Education would be much more effective if its purpose was to ensure that by the time they leave school every boy and girl should know how much they do not know, and be imbued with a lifelong desire to know it. William Haley, British Editor.

What is the current situation in which teachers find themselves which necessitates that the teaching of critical thinking be a significant part of teacher education and teachers’ professional development agenda? Why has critical thinking become so important as an educational goal? Why must teachers and teacher educators be concerned about the state of critical thinking in classrooms today? These are a few of the many questions which can only be answered by delving into an interrogation of the educational context and inherent factors informing the conceptualization and delivery of critical thinking as a skill required of teachers, and teacher education institutions today. Consequently, the complexity of the decisions teachers face require different kinds of knowledge and judgement that they will bring to the contexts in which they work. To meet the education expectations of these 21st century contexts, teachers must be aware of the many situations in which students’ learning and thinking can unfold. Making these judgements requires a type of instructional leadership that keeps what is best for the learner at the centre of the decision-making process.

Teaching for thinking is central to education. And, critical thinking has long been an important skill for those who learn and those who teach. This ability to draw together knowledge from many different disciplines enables one to make good judgments about what to believe or what to do; it is an essential characteristic of critical thinking skills. However, translating critical thinking into tangible teaching goals continues to be a pedagogical challenge in teacher education classrooms. The result is a discrepancy between what is valued and what is pursued (Tsui, 2001). In order to ensure teachers’ facility to apply critical thinking skills to tasks and the ultimate role of teaching, it is necessary that their education and development provide them not only with practical ways to improve their abilities in this area of scholarship but also to explore and understand how the students they will teach perceive, conceptualize and value critical thinking.

This chapter examines one of the key forces impacting the global context for critical thinking, teachers and teacher education today: an international mandate for critical thinking as a vital 21st century skill for the effective preparation of citizens and workers for life and work in today’s society. This mandate has resulted in increasing demands on teacher training institutions to produce critical and reflective teaching practitioners; and has motivated increased teacher ownership of their own professional development and subsequent efforts to access a deeper understanding and skillful application of critical thinking in their classrooms and across disciplines. The chapter begins with a discussion of the meaning and conceptualization of critical thinking. It then moves on to examine the international mandate for schools and teachers, and ends with a discussion of the need for providing increased support to educators in the quest to empower classroom practitioners and teacher educators to best deliver on the demands for critical and reflective workers in 21st century society.

In the last two decades, increasing emphasis on the importance of teaching critical thinking skills and findings from research into critical thinking as an essential component of academic and instructional engagement have triggered changes in strategies and activities which inform instructional practice (Brookfield, 2011; Tang 2009, Paul and Elder, 2006; Erickson; 2007; Browne and Freeman 2000). These changes have collectively provoked a shift towards greater efficacy in instructional techniques and procedures which both engender critical thinking skills and effect a “level of intellectual sophistication required for higher education” such as teacher education (Lauer, 2005; Tremblay and Downey 2004; Guest 2000). As a consequence, as student teachers in training, teachers are deemed to be critical thinkers if they are able to analyze, synthesize and evaluate concepts (Guest, 2000, Gokhale, 1995). In fact, “[for teacher educators], developing and shaping [teachers’] critical thinking skills is an important goal” (Chenault and Dulcos-Orsello, 2008; Vesely & Sherlock, 2005, Siegal (1988) cited in Tsui (2001).

(Items from a dataset)
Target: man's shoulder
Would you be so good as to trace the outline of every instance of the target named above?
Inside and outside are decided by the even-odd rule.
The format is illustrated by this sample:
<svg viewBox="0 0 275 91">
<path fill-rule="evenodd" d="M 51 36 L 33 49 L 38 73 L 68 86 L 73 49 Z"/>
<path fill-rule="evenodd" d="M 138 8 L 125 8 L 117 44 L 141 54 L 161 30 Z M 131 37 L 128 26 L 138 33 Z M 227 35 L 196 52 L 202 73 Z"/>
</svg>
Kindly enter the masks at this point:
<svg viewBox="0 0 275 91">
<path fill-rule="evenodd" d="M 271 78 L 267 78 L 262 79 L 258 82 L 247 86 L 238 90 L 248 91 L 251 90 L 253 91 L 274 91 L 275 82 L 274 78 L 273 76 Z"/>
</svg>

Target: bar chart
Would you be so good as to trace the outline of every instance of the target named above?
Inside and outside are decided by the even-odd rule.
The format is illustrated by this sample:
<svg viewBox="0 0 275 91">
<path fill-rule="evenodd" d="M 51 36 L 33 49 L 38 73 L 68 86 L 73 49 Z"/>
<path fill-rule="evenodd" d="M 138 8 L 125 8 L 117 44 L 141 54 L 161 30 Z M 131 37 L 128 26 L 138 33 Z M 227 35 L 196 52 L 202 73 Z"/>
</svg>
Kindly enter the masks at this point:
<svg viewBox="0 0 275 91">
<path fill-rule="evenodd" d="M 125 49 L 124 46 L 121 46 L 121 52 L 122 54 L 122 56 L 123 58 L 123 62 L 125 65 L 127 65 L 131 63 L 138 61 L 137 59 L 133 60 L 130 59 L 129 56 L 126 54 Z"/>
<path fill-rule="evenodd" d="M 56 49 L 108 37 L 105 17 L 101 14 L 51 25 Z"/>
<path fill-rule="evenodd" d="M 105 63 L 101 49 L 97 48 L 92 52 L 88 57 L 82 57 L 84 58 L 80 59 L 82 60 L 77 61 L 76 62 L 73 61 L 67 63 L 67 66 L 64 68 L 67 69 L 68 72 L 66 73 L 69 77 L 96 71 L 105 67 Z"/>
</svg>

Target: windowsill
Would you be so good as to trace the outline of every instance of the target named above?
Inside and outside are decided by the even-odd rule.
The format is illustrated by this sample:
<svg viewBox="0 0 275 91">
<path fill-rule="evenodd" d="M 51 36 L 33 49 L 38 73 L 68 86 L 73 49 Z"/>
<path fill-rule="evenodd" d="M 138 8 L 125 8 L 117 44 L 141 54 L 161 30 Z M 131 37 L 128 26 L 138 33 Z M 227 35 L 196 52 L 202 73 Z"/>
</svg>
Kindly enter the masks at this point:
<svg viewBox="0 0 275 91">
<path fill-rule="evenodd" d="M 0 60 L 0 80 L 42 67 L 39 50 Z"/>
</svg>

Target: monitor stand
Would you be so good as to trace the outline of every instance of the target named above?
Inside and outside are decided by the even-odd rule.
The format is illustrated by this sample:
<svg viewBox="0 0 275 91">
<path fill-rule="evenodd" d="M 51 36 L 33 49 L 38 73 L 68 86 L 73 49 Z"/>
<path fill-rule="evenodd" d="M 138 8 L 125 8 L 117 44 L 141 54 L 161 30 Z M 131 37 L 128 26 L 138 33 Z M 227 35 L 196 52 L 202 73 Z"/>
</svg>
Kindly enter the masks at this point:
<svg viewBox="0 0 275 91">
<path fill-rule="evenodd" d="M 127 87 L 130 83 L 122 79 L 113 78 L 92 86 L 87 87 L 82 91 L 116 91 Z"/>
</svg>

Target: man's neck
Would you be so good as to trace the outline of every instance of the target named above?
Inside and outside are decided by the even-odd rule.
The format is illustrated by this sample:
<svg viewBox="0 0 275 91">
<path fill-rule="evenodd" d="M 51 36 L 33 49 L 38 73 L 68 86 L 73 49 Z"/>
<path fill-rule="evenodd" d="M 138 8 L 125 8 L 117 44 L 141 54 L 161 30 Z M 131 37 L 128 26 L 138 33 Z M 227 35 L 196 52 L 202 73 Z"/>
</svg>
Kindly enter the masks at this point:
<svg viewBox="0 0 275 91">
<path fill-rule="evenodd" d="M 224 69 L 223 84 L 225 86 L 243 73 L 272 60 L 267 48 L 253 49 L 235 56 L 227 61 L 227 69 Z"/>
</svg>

* [Exercise instructions]
1. Name the abilities that, according to the passage on critical thinking in teacher education, qualify student teachers as critical thinkers.
2. Extend the passage on critical thinking in teacher education beyond its final sentence.

* [Answers for the tasks]
1. The ability to analyze concepts, synthesize concepts and evaluate concepts.

2.
Key Terms in this Chapter

Cultural Forces: Influences or energies present in every group learning situation which act as shapers of the group’s cultural dynamic. Eight cultural forces are identified as: language, time, environment, opportunities, routines, modeling, interactions, and expectations.

Stages of Critical Thinking: A pretest-posttest design is a kind of experiment in which a group is tested/studied before and after the particular experiment or activity is administered. In this way it is possible to determine what changes if any have taken place and thereby judge the effect or value of the experiment.

Thinking Disposition: Being habitually inquisitive, well-informed, trustful of reason, open-minded, flexible, fair-minded, cognizant of personal biases, prudent in making judgments, willing to reconsider, clear about issues, orderly in complex matters, diligent in seeking relevant information, reasonable in the selection of criteria, focused in inquiry, and persistent in seeking results (APA, 1990; Ennis, 2011). The most common thought patterns, or “thinking dispositions,” are based on characteristics like motivation, attitude and emotion.

Critical Thinking Skills: The skills that needed in order to be able to think critically are varied and include observation, analysis, interpretation, reflection, evaluation, inference, explanation, problem solving, and decision making.

Classroom Instruction: “The purposeful direction of the learning process”; one of the major teacher class activities (along with planning and management).

Critical Thinkers: Critical thinkers possess cognitive skills such as interpretation, analysis, evaluation, inference, explanation and self-regulation (Facione, Facione, & Giancarlo, 2000; Dilley, Kaufman, Kennedy, and Plucker, 2015; Riddell, 2007).

Cultures of Thinking: Places/spaces where an individual (or group’s) thinking is valued, visible, and actively promoted as part of the regular, day-to-day experience.

Reflective Thinking: Part of the critical thinking process; refers specifically to the processes of analyzing and making judgments about what has happened.

Hierarchical Taxonomy: Classification of behaviors into cognitive reasoning and thinking skills. Differentiates clearly between lower and higher order thinking skills.

Pedagogical Tools: Pedagogical tools are designed to convey important lessons and allow people to improve their understanding of a problem or undertaking. Resources used to enhance, support and facilitate the teaching/learning situation.